==== Record extracts

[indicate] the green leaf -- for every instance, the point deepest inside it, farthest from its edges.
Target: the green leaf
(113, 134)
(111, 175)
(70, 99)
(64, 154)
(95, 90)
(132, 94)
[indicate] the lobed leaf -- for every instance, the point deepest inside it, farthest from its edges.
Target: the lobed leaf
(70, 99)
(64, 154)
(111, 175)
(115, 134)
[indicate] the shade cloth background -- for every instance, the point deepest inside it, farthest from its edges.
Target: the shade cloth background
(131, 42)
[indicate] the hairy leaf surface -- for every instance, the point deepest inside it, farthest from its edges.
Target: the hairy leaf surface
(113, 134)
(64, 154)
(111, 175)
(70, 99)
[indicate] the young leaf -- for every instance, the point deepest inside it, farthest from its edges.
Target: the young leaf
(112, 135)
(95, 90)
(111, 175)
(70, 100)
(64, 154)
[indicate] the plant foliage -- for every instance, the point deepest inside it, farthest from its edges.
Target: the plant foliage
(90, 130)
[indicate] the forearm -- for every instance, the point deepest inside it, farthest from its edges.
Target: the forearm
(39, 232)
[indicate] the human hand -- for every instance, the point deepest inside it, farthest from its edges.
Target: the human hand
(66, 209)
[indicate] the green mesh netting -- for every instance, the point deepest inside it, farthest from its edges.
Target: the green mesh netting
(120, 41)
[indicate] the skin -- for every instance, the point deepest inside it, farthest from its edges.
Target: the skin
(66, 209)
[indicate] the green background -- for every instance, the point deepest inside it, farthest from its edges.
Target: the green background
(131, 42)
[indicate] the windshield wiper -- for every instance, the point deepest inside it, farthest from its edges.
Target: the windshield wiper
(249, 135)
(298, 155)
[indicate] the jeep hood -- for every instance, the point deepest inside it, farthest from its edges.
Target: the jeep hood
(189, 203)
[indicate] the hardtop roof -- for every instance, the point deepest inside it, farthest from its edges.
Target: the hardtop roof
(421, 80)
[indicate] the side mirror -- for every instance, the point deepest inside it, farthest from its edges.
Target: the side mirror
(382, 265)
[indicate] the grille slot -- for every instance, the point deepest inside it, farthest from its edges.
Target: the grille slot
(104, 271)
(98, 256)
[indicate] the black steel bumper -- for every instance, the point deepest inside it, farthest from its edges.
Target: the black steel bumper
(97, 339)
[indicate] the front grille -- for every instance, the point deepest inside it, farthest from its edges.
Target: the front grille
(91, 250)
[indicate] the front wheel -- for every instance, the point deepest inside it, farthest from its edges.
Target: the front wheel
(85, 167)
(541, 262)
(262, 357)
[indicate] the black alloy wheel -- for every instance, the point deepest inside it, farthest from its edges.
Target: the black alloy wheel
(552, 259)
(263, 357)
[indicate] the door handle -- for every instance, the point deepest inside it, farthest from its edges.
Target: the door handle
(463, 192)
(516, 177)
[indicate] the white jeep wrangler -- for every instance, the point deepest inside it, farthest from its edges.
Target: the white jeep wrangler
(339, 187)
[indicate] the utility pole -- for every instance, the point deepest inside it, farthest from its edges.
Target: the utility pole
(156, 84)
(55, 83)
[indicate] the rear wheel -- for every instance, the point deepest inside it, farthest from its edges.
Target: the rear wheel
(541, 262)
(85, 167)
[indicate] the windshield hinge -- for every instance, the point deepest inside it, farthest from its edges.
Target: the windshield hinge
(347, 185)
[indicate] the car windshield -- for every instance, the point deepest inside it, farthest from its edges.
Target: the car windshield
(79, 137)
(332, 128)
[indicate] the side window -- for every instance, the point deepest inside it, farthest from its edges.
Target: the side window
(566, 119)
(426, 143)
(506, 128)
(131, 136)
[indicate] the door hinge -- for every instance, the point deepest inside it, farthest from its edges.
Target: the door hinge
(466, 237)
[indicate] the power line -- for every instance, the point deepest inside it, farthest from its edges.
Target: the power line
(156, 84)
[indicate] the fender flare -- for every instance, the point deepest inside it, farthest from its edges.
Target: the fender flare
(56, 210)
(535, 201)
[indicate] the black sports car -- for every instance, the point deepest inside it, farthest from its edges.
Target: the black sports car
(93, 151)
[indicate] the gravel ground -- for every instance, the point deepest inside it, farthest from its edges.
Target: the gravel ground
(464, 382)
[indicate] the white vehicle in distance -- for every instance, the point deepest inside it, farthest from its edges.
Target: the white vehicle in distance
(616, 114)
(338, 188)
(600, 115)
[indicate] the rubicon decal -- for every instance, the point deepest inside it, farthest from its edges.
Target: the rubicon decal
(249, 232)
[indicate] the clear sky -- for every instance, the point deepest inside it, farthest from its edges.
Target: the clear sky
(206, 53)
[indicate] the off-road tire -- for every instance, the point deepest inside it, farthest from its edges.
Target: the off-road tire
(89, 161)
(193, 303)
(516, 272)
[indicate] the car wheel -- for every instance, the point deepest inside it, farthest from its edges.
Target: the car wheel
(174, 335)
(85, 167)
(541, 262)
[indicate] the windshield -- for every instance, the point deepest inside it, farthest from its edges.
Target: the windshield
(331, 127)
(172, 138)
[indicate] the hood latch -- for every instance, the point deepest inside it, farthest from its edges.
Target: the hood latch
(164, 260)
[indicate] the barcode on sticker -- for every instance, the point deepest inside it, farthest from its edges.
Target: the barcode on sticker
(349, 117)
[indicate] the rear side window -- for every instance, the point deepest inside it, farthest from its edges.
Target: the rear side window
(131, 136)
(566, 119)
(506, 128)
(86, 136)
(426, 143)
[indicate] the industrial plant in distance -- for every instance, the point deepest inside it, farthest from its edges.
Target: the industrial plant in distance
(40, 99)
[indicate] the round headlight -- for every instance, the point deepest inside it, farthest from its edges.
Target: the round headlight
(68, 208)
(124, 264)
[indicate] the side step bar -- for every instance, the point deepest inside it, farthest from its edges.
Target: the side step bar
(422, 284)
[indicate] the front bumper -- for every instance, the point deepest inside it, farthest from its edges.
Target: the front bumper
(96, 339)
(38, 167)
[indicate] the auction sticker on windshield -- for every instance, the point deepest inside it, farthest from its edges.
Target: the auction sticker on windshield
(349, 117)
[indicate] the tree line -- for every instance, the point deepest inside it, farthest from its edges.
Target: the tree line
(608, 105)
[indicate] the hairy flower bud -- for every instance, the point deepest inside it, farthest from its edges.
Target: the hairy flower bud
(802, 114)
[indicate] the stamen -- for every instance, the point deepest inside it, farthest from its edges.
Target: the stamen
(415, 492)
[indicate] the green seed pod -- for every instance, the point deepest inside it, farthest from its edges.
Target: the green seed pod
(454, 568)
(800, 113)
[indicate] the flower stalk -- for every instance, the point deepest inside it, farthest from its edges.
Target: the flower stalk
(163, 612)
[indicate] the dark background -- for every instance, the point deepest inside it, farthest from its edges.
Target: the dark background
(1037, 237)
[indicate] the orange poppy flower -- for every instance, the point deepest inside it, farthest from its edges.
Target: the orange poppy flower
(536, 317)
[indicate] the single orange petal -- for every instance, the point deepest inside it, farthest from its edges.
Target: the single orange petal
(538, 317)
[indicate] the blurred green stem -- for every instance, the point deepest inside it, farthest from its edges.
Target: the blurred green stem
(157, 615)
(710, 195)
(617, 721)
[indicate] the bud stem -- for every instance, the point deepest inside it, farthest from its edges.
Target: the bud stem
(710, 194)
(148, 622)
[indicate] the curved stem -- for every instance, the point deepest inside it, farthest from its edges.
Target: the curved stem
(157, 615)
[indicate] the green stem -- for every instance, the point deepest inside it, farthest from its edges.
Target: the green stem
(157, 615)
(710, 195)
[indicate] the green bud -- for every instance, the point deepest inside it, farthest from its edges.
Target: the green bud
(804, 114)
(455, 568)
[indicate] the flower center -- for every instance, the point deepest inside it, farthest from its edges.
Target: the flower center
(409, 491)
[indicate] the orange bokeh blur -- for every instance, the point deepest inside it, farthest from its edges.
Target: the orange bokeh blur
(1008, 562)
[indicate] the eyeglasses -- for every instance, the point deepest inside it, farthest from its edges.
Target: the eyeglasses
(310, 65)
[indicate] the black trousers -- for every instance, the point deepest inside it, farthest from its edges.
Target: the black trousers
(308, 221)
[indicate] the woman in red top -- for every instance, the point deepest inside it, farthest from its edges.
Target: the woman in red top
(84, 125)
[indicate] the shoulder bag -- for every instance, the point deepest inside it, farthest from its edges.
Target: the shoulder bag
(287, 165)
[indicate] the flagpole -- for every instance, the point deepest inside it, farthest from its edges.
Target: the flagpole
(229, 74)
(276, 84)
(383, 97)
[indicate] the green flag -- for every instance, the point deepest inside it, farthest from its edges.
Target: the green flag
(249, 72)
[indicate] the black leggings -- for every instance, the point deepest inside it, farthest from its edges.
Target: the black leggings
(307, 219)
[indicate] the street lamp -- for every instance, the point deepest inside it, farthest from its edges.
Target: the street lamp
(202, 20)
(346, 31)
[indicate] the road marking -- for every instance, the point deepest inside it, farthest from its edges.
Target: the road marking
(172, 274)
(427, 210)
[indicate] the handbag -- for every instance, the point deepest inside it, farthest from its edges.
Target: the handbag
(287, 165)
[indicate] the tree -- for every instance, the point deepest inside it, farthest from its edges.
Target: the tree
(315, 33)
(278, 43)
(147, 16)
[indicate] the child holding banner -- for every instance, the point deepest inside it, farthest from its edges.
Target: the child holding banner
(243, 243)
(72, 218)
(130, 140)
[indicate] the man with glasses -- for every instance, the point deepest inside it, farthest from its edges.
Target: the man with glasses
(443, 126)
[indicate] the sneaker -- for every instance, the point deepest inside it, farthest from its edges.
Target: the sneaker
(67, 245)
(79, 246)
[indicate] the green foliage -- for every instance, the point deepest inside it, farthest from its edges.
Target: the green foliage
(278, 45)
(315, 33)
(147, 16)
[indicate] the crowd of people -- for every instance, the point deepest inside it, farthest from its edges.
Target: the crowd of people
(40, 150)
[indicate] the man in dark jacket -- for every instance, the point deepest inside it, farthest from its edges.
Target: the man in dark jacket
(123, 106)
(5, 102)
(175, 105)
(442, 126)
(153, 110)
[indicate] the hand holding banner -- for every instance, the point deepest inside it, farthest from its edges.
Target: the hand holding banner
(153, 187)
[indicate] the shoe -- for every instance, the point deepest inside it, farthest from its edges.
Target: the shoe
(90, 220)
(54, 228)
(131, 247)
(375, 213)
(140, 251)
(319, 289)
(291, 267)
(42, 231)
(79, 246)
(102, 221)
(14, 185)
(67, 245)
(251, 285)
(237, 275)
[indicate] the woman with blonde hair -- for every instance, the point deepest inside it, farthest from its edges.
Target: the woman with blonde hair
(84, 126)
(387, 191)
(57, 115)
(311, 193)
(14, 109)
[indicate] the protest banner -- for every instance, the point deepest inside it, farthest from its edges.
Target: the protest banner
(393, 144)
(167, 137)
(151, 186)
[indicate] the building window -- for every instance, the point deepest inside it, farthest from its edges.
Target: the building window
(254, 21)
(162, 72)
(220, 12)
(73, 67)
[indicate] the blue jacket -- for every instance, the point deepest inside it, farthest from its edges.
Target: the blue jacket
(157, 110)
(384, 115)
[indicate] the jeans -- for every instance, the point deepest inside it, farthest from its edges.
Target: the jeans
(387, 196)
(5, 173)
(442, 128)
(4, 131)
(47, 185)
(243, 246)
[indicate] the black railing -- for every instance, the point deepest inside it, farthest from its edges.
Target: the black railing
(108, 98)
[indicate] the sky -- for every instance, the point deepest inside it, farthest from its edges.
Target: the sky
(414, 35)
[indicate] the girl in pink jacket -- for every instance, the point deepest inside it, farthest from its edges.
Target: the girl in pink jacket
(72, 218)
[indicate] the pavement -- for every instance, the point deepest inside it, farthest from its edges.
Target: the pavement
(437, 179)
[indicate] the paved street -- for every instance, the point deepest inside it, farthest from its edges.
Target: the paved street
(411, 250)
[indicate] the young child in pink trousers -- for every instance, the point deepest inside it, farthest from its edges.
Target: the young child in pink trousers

========

Task prompt: Please copy the lines in the records above between the one holding "Target: the green bud" and the one holding "[indicate] the black trousers", inclusive, exactly and with no other line.

Task answer:
Target: the green bud
(804, 114)
(455, 568)
[indicate] the flower center -- for every instance, the point deepest inside it, farthest from its edges.
Target: the flower center
(409, 491)
[indicate] the orange bokeh blur -- for every instance, the point deepest inside it, farthest from its edges.
Target: the orange bokeh blur
(1008, 562)
[indicate] the eyeglasses -- for every instance, the point deepest inside it, farthest from its edges.
Target: the eyeglasses
(310, 65)
[indicate] the black trousers -- for every instance, the point deepest inside it, farthest from its edges.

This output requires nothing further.